Task prompt
Set the whole listing down again exactly as written.

+--

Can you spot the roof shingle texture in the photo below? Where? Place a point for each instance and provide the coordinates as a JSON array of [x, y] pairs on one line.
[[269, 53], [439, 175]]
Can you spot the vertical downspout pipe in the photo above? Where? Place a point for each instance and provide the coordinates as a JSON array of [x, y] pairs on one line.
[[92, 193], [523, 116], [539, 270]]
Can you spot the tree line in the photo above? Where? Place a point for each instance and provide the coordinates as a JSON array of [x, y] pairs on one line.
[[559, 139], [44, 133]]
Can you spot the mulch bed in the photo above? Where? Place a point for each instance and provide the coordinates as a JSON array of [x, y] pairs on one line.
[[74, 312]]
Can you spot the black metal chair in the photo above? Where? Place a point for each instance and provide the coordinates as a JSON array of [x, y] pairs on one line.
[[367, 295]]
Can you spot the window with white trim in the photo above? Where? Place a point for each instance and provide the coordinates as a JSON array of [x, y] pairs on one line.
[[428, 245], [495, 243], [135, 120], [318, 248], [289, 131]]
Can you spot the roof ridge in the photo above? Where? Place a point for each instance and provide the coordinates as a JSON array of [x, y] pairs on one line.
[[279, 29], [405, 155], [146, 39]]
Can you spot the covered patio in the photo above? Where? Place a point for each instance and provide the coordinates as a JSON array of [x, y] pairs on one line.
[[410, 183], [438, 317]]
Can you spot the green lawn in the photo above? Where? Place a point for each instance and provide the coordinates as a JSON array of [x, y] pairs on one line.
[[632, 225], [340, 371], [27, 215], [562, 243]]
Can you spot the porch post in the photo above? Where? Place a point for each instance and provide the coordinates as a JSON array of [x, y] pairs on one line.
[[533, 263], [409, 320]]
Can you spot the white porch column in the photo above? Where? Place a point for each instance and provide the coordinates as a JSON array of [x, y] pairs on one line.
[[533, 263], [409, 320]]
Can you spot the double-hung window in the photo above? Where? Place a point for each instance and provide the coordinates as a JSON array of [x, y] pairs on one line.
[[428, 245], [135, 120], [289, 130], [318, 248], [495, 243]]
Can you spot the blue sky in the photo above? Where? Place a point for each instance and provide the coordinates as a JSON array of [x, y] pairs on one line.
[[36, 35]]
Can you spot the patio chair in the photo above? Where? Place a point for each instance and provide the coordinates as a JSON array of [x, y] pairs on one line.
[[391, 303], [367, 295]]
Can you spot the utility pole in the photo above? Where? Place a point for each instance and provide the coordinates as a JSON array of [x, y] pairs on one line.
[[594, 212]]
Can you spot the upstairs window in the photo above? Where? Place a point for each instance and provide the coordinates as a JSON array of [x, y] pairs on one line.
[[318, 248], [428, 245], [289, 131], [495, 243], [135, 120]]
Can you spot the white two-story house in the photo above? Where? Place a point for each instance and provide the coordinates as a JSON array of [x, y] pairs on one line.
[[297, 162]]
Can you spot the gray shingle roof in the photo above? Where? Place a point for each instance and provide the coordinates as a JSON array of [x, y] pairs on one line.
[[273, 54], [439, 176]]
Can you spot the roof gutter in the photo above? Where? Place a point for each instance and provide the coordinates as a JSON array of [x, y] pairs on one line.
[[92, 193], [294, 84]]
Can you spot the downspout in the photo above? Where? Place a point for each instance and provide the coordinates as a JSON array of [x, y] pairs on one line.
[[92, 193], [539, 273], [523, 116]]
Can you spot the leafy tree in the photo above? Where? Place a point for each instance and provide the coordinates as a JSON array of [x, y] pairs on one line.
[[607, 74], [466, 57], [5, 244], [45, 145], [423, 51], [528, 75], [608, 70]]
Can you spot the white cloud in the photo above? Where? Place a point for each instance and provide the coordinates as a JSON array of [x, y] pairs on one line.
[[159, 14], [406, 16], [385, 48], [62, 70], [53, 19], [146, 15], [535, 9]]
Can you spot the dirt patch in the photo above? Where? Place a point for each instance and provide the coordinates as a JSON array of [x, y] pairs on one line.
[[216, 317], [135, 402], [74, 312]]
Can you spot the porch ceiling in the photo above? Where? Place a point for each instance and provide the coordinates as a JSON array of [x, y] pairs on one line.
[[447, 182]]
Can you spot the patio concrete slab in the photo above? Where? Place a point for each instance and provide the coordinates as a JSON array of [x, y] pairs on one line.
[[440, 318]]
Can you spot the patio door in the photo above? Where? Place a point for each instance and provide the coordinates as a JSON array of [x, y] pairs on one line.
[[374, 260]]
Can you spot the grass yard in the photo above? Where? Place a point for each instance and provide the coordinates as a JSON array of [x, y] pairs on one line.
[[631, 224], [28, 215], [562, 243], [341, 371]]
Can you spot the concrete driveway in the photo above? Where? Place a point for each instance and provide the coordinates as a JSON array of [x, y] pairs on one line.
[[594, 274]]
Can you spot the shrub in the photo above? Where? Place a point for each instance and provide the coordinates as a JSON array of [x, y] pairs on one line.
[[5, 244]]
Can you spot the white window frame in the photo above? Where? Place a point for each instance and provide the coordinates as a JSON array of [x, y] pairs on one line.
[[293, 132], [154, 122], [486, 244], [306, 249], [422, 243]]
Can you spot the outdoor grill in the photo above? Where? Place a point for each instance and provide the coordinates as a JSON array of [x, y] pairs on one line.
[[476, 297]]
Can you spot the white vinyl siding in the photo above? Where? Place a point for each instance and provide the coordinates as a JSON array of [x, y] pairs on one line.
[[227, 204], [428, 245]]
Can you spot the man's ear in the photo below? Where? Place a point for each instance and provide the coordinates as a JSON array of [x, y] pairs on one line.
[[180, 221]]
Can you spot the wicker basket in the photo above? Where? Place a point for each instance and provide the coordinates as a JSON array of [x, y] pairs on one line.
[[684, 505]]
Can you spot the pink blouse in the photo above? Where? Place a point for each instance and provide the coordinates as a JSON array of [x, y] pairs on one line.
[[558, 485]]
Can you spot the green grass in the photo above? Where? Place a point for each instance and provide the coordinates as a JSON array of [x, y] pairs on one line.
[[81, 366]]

+--

Expected output
Can you spot the roof shingle texture in the photo below? Where? Place a point for each instance and provide the coordinates as a JSON array of [x, y] pairs on one line.
[[269, 53], [439, 175]]
Can you spot the vertical downspout pipe in the photo above? Where? Place a point for each instance and provide the coordinates as a JSON array of [x, y] pairs on one line.
[[92, 193], [523, 116], [539, 270]]
Can you spot the tree line in the photo above? Where? Place a point for each instance and provide the coordinates as a JSON array of [x, y] pairs on one line.
[[559, 139], [44, 133]]
Can you spot the mulch bed in the photo above? Where? Place a point for each instance and provide the coordinates as a JSON array of [x, y] pairs on one line.
[[74, 312]]
Can you spot the black metal chair in the photo above? Where? Place a point for each instance and provide the coordinates as a JSON array of [x, y] pairs on one line.
[[367, 295]]
Can you spot the window with white trim in the photo above? Where? Place a point for each instance and provide the coordinates as a JSON array of [x, y] pairs on one line.
[[428, 245], [495, 243], [135, 120], [318, 248], [289, 131]]
Can you spot the roof ridge in the photo above? Where? Place a point for each instance and provide the coordinates as a JSON array of [x, y] pairs on one line.
[[279, 29], [405, 155], [146, 39]]
Can you spot the covered patio in the photo above? Where? Place a point for each instance and provide the coordinates as a JSON array of [x, y] pairs on one line.
[[410, 183], [438, 317]]
Can you spot the green lawn in the photo above? Where? Place a point for each instance and provide the coordinates as a JSON array of [x, y] pairs on one line.
[[632, 225], [340, 371], [27, 215], [562, 243]]
Can you spot the porch post in the photo above? Where? Place a point for each instance and provide the coordinates as a JSON array of [x, y] pairs on one line.
[[533, 263], [409, 320]]
Can you spot the white porch column in the photo above? Where? Place a point for each instance and provide the coordinates as a JSON array of [x, y] pairs on one line.
[[533, 263], [409, 320]]
Can you spot the double-hung window in the photo above? Where? Place a point for each instance and provide the coordinates as a JSON array of [x, y] pairs on one line.
[[428, 245], [135, 120], [289, 130], [318, 248], [495, 243]]
Can you spot the blue sky in the photo above? Where? Place a point for each instance and provide the coordinates as a JSON array of [x, y] pairs on one line.
[[36, 35]]
Can you spot the patio chair in the photo above? Where? Place a point for each instance and provide the coordinates as a JSON array of [x, y] pairs on one line.
[[391, 303], [367, 295]]
Can you spot the utility pole in the photo above? Where? Place a point for each instance and provide the coordinates as a JSON array of [x, y] pairs on one line.
[[594, 212]]
Can you spot the upstairs window in the photo above? Where? Place a point for each instance and provide the coordinates as a JSON array of [x, y] pairs on one line.
[[318, 248], [428, 245], [289, 131], [495, 243], [135, 120]]
Can you spot the white two-story house in the photo above? Where? Place a point for each instance and provide the coordinates as a JSON array of [x, y] pairs on one line.
[[297, 162]]
Can you spot the gray shingle roof in the photo above? Where? Place a point for each instance and provide the coordinates as a JSON array of [x, y] pairs on one line.
[[273, 54], [439, 176]]
Can you spot the roof gutter in the photo above? Where? Place a point for each instance and provide the coordinates as a JSON array of [x, y] pairs on one line.
[[92, 193], [294, 84]]
Can you spot the downspout in the photo above? Where? Place a point for each instance and provide the coordinates as a JSON array of [x, y] pairs on one line.
[[92, 193], [539, 273], [523, 116]]
Can you spot the leafy tree in the photo above? Where? Place a point for each instance and provide the coordinates as a JSON array of [x, y] pairs on one line.
[[607, 74], [466, 57], [5, 244], [45, 145], [423, 51], [528, 75], [608, 70]]
Can you spot the white cloud in the photo above? Where? Place a point for each instance and provide the coordinates as a JSON array of [x, y] pairs on one line.
[[159, 14], [406, 16], [385, 48], [62, 70], [53, 19], [146, 15], [535, 9]]
Can you spot the dirt patch in the photo above? Where? Place a point for each instance and provide the coordinates as a JSON array of [x, y] pairs on one line.
[[216, 317], [135, 402], [74, 312]]
Can you spot the porch ceiling in the photo above? Where? Place a point for each instance and provide the coordinates as a JSON array of [x, y] pairs on one line.
[[447, 182]]
Can you spot the patio concrete slab in the photo above? Where? Place a point for each instance and provide the coordinates as a JSON array of [x, y] pairs on one line.
[[440, 318]]
Can you spot the patio door in the photo above? Where? Place a point for each instance and provide the coordinates as a JSON array of [x, y] pairs on one line.
[[374, 260]]
Can you spot the grass yard in the photo above? Where? Place a point for each instance and provide the coordinates as a JSON array of [x, y] pairs on one line.
[[631, 224], [28, 215], [562, 243], [341, 371]]
Can you spot the concrete driveway in the photo above? Where? Place a point for each instance and provide the coordinates as a JSON array of [x, y] pairs on one line.
[[594, 274]]
Can you spot the shrub in the photo above? Where? Place a point for each instance and provide the coordinates as a JSON array of [x, y] pairs on one line.
[[5, 244]]
Can you spot the white window frame in the photo above? Where? Place a point for each instance and provide the coordinates as a JSON array of [x, y] pairs on one line.
[[293, 132], [154, 122], [486, 244], [306, 249], [422, 243]]
Can you spot the outdoor grill in the photo above? Where? Place a point for each instance and provide the coordinates as a JSON array of [x, y] pairs on one line.
[[476, 297]]
Can you spot the white vinyl siding in the photo above? Where? Place a point for each instance and provide the coordinates as a JSON array of [x, y] pairs on one line.
[[227, 204], [428, 245]]
Can you spot the man's ear in the photo below? Where? Place a point for each instance and provide the coordinates as a JSON array of [x, y] pairs on one line.
[[180, 221]]
Can you spot the wicker basket in the photo above? Where? Place a point for each instance and provide the coordinates as a JSON array of [x, y] pairs on one line.
[[684, 505]]
Can you spot the pink blouse in the photo above? Where? Place a point for each instance and provide the coordinates as a JSON array of [x, y] pairs on one line.
[[558, 485]]
Can you spot the green grass in the photo above? Where? Place a point for each instance and provide the coordinates as a JSON array of [x, y] pairs on one line.
[[81, 366]]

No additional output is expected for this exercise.